_SELECTED EXTRACT:_
◇ ◇ ◇

Prosser Kloppenburg We the People debate
Justice David Prosser, left, and Asst. Attorney General JoAnne Kloppenburg, before a debate at Wisconsin Public Television studio in Madison on March 25, 2011.


Liberal and conservative groups continued to spend heavily Monday in an attempt to influence Tuesday's Wisconsin Supreme Court election, indicating both sides consider the outcome a virtual toss-up.

The race between Justice David Prosser and Assistant Attorney General JoAnne Kloppenburg began as a low-key contest between a well-known incumbent and little-known challenger. But it quickly rose to national prominence after Democrats tried to turn it into a referendum on a polarizing union-rights law pushed by Republican Gov. Scott Walker. The conservative Prosser is seen as Walker's supporter, although he has told The Associated Press he doesn't necessarily agree with the law, while Kloppenburg has presented herself as a left-leaning alternative.

◇ ◇ ◇

_MATERIAL PROVIDED:_
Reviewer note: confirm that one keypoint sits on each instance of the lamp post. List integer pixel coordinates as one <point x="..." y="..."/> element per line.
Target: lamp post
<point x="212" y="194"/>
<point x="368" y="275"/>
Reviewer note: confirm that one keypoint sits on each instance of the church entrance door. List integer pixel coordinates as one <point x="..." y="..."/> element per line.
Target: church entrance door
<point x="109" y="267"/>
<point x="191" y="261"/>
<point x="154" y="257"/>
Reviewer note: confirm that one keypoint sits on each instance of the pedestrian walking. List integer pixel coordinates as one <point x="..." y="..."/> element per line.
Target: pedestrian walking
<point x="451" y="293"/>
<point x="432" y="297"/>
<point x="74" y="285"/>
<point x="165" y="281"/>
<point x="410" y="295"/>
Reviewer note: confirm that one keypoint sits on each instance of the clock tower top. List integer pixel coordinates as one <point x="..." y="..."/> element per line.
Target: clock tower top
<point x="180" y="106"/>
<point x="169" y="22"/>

◇ ◇ ◇

_WHAT IS REQUIRED:_ Revise the article on the Wisconsin Supreme Court election from "Liberal and conservative" up to and including "a left-leaning alternative.", replacing "low-key" with "quiet". The listing bears no relation to the article on the Wisconsin Supreme Court election.

_REPLY TO THE EXERCISE:_
Liberal and conservative groups continued to spend heavily Monday in an attempt to influence Tuesday's Wisconsin Supreme Court election, indicating both sides consider the outcome a virtual toss-up.

The race between Justice David Prosser and Assistant Attorney General JoAnne Kloppenburg began as a quiet contest between a well-known incumbent and little-known challenger. But it quickly rose to national prominence after Democrats tried to turn it into a referendum on a polarizing union-rights law pushed by Republican Gov. Scott Walker. The conservative Prosser is seen as Walker's supporter, although he has told The Associated Press he doesn't necessarily agree with the law, while Kloppenburg has presented herself as a left-leaning alternative.